● PROVIDED TEXT:
Rapidly evolving technologies are changing the face of farming in many ways. Commonly used applications include sensors, satellites, and drones — which are combined with data analytics to extract value from the massive volume of data accumulated.
Another key player in the agri-tech equation? Agricultural robots — which in their various forms help boost efficiency, productivity, and a farmer’s bottom line.
Changing the farming landscape
In a recent post for Modern Farmer, gardening expert Briana Yablonski describes the growing role of robots within the farming industry.
“Although robots aren’t present in every farm field, they’re increasing in presence and implementing new technologies,” she writes.
Yablonski lists five ways agricultural robots could make a big impact both today and in the future:
- More precise nutrient applications. Sensors and cameras can scan fields to detect nutrient deficiencies; sensors help with soil evaluation; and the data gathered informs precise nutrient application.
- Reduced need for human labor. Several companies are developing robots that use lasers for precision weed killing and others are designing robots that can harvest crops with the right touch at the right time.
- Less time in the tractor: Autonomous tractors enabled by GPS-driven technology can help with planting, cultivating, and harvesting without a human behind the wheel.
- Precision pest control: Some agricultural robots can spot pest trouble spots in fields and apply pesticides or “beneficial predators” in the specific location needed.
- Decreased water use: Data from robots that detect soil moisture levels can inform irrigation efforts to ensure the right plants get the right amount of water at the right time.
Recent progress in agricultural robots
The popularity of robots across the farming landscape is being fueled by new breakthroughs in robotic technology. Here are a few examples of recent progress in this field.
Laser-guided robot farmers
A new navigation system developed by researchers in Japan uses “LiDAR and real-time feedback to keep robots within 2 inches of their target path and maintain proper orientation, even on uneven terrain,” according to a summary from StudyFinds.
The outlet notes that this new capability could be a game-changer for smaller farms struggling with labor shortages.
“Rather than expensive GPS systems or having to install special markers in fields, these robots use a straightforward approach that mimics how humans navigate: they keep a consistent distance from the crop beds while moving, adjusting as they go,” StudyFinds explains.
The technology makes use of both “waypoint navigation” to move between general areas and “cultivation bed navigation” within the crop bed.
“This hybrid approach helps robots move accurately through farm rows, even in places where GPS and other positioning tools don’t work well,” the outlet says. “Between rows of strawberries, a robot’s sensors detect limited distinctive features, making it hard to know exactly where it is. By using the cultivation beds themselves as guides, the robot can move accurately without perfect self-localization.”
Robotic insects
In a recent MIT News article published early this year, writer Adam Zewe describes how researchers at the Massachusetts Institute of Technology (MIT) have been tweaking the design of a “bug-sized bot” to make it fly “100 times longer” than previous versions.
One goal of their work is to make it possible for farmers to grow crops within controlled indoor environments with the help of robotic insects that could eventually “swarm out of mechanical hives to rapidly perform precise pollination.”

● REQUIRED TASKS:
A. Retype the portion of the agricultural robots article that begins with the words "Laser-guided robot farmers" and ends with "the crop bed.".
B. Extend the article on agricultural robots, picking up right after its final sentence.

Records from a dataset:
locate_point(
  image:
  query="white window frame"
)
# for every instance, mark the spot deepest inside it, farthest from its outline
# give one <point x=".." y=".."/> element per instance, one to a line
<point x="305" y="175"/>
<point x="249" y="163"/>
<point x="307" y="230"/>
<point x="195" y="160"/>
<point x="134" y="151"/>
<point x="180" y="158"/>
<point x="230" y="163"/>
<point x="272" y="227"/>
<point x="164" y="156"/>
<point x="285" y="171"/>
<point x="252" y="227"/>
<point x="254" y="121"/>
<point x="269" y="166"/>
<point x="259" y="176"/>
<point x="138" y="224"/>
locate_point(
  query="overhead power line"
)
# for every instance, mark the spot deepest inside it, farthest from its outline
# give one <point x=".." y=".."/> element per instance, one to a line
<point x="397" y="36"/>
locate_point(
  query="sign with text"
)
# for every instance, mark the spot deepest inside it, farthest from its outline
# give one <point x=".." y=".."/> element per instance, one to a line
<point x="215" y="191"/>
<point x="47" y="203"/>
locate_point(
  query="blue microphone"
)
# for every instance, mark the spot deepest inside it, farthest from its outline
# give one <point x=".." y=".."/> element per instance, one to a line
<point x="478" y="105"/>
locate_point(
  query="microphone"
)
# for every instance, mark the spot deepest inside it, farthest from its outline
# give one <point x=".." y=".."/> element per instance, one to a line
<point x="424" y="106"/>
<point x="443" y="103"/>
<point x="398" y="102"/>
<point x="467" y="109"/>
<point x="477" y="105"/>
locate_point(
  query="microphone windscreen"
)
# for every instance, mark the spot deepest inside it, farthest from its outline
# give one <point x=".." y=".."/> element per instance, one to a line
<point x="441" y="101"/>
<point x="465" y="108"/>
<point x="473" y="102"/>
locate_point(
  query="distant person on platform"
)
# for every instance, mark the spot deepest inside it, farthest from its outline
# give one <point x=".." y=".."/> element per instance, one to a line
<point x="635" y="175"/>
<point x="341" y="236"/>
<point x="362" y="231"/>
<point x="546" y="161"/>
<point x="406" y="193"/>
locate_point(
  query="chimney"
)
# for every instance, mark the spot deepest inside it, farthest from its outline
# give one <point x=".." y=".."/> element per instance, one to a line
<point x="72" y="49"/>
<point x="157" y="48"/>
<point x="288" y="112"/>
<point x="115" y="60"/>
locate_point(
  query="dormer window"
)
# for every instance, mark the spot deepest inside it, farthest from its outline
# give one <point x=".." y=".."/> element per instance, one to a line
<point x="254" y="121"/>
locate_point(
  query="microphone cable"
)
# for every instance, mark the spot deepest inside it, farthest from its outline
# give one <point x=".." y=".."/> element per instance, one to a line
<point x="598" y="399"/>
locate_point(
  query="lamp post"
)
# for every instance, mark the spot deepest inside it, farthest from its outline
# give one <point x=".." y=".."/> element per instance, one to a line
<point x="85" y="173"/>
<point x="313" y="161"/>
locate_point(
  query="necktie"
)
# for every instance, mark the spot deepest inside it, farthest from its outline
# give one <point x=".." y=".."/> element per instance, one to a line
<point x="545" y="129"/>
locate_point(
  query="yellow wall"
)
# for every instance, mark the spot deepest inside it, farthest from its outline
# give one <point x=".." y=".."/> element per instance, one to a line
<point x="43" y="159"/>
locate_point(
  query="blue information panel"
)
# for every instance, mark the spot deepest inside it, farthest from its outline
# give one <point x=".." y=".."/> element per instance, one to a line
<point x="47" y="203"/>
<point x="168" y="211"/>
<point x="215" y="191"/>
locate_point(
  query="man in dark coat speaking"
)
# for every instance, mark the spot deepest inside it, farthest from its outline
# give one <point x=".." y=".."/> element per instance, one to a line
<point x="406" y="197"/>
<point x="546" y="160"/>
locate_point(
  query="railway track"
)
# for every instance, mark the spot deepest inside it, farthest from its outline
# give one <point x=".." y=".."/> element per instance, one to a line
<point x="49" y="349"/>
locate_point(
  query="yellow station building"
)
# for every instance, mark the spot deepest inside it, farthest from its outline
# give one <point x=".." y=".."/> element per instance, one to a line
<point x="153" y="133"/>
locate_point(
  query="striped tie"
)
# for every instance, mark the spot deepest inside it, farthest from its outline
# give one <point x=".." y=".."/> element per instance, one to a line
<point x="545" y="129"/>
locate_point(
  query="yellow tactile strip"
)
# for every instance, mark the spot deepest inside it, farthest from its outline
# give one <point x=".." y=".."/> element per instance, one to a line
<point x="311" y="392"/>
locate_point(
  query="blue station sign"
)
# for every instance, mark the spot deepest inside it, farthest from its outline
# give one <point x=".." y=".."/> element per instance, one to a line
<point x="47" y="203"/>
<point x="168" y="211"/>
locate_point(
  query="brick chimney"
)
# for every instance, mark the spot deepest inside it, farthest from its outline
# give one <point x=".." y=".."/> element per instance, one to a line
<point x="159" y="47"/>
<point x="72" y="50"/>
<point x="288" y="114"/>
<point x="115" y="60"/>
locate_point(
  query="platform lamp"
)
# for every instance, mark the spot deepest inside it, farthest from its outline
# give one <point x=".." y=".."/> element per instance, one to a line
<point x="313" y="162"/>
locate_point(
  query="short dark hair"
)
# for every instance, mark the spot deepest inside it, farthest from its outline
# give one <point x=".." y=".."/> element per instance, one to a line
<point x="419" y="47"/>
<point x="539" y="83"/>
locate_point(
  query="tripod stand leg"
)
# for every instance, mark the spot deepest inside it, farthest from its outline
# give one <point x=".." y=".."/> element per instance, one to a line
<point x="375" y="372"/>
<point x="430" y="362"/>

● RESPONSES PER TASK:
A.
Laser-guided robot farmers
A new navigation system developed by researchers in Japan uses “LiDAR and real-time feedback to keep robots within 2 inches of their target path and maintain proper orientation, even on uneven terrain,” according to a summary from StudyFinds.
The outlet notes that this new capability could be a game-changer for smaller farms struggling with labor shortages.
“Rather than expensive GPS systems or having to install special markers in fields, these robots use a straightforward approach that mimics how humans navigate: they keep a consistent distance from the crop beds while moving, adjusting as they go,” StudyFinds explains.
The technology makes use of both “waypoint navigation” to move between general areas and “cultivation bed navigation” within the crop bed.

B.
But past versions of the mechanical pollinators were no match for their natural counterparts in terms of “endurance, speed, and maneuverability,” Zewe says.
Perhaps until now. With the anatomy of nature’s pollinators as inspiration, the researchers have upgraded their design.
“The new bots can hover for about 1,000 seconds, which is more than 100 times longer than previously demonstrated,” he writes. “The robotic insect, which weighs less than a paperclip, can fly significantly faster than similar bots while completing acrobatic maneuvers like double aerial flips.”
In addition to more endurance and durability, the upgraded insect bots even have room for cargo.
“The new design also has enough free space that the robot could carry tiny batteries or sensors, which could enable it to fly on its own outside the lab,” Zewe adds.
Although the researchers still haven’t been able to replicate the amazing capabilities of bees, the progress so far has been promising.
“The amount of flight we demonstrated in this paper is probably longer than the entire amount of flight our field has been able to accumulate with these robotic insects,” said Kevin Chen, an associate professor in the Department of Electrical Engineering and Computer Science (EECS), head of the Soft and Micro Robotics Laboratory within the Research Laboratory of Electronics (RLE), and the senior author of an open-access paper on the new design. “With the improved lifespan and precision of this robot, we are getting closer to some very exciting applications, like assisted pollination.”
For additional details about the research and future plans, please see the full article.
Cutting-edge milking robots
Although automated milking systems (AMS) — aka milking robots — have been around for decades, the companies who make them are making the most of technological advancements to maintain a competitive edge.
One example is DeLaval, an industry leader in this space that recently unveiled a “faster, smarter, bigger milking robot model,” according to the April 30 announcement.
The company says the 2025 model of its voluntary milking system (VMS) V300 series, the DeLaval VMS™ V300 2025 model “incorporates the latest technology to make robotic milking better than ever – smarter, faster, gentler, and more flexible – through the introduction of several key features,” which include:
- More spacious milking robot: “A larger box accommodates a wider range of cow breeds and sizes, providing greater comfort during milking.”
- Flow-Responsive™ Milking: “This new functionality sets a new standard for robotic milking by maintaining a steady pre-set teat end vacuum, resulting in a better milking experience for the cow and reducing milking time – with customers reporting a reduction of up to 40 seconds per cow per milking.”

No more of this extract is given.